* _Extracted material_
+ + +
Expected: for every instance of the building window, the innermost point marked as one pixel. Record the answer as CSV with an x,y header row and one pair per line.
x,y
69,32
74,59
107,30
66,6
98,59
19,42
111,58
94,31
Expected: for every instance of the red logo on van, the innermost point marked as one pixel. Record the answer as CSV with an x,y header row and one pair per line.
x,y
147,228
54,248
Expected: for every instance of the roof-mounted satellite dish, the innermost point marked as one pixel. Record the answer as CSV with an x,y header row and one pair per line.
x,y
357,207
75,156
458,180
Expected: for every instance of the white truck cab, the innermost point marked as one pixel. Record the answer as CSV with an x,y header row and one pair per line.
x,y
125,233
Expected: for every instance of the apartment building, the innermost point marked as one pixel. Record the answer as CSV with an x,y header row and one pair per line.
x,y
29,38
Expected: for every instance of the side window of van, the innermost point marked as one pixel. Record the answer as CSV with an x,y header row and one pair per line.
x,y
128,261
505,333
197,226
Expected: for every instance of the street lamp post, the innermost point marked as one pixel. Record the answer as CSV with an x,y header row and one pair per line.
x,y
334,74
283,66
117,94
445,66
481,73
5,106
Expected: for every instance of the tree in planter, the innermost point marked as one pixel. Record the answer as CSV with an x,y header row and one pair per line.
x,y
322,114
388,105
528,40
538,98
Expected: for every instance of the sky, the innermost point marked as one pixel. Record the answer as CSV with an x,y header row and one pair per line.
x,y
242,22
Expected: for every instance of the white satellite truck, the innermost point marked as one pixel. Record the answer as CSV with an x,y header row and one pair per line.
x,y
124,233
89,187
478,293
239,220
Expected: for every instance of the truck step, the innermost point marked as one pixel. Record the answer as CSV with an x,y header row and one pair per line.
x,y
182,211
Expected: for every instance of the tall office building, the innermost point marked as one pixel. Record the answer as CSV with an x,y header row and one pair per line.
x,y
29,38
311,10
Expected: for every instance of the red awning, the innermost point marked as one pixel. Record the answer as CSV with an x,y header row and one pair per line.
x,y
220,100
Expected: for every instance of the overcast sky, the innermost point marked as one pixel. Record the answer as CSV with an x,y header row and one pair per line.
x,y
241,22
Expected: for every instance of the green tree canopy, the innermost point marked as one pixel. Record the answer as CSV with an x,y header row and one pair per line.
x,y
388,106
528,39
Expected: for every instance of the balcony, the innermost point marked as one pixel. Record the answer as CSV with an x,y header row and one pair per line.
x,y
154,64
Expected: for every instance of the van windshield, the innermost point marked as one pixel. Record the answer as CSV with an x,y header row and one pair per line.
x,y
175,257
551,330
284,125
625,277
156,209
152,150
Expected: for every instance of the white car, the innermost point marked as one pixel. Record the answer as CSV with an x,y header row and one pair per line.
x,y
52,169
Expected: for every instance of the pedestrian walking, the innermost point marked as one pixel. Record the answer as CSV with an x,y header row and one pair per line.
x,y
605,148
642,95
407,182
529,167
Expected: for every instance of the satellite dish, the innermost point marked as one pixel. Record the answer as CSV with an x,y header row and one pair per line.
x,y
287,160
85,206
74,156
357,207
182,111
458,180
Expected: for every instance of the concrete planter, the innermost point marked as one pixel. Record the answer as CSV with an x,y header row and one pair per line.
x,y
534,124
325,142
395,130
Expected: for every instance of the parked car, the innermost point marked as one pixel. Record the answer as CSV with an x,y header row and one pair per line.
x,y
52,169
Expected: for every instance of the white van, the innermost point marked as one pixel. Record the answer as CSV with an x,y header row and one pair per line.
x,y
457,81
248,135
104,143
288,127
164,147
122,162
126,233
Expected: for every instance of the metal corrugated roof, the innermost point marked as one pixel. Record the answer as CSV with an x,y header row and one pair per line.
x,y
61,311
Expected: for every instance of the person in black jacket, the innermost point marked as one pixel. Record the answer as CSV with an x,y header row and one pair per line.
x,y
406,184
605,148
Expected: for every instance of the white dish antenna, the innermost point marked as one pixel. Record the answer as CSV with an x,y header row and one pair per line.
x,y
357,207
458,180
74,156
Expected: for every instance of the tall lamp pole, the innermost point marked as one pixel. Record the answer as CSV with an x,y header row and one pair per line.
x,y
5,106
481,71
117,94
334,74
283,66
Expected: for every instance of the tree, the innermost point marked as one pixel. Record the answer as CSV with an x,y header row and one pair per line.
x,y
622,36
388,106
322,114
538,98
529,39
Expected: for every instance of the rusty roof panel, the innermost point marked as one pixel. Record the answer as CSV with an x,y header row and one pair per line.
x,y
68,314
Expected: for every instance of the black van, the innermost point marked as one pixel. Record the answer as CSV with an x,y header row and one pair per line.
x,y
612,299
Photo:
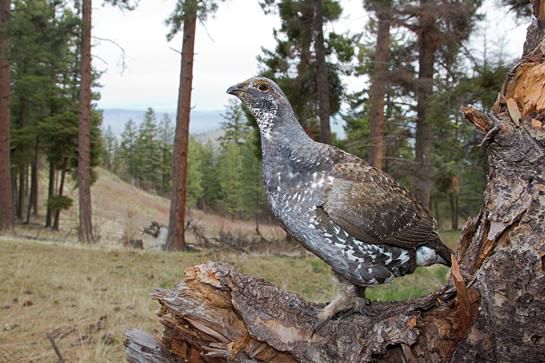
+ + +
* _Problem statement_
Find each line in the material above that contains the word "roof" and copy those lines.

* _Response_
Expected: for every instance of the roof-mounted satellite dish, the innermost point marked as one pixel. Record the answer as CSV with an x,y header row and one pair per line.
Expected: for every instance of the metal corrugated roof, the innermost point marked as one pixel. Record the answer as CSV with an x,y header row and one pair per line.
Expected: for every instance of the rusty roof panel, the innermost point marked as one pixel. Record the answer as CSV with an x,y header row and one pair per line.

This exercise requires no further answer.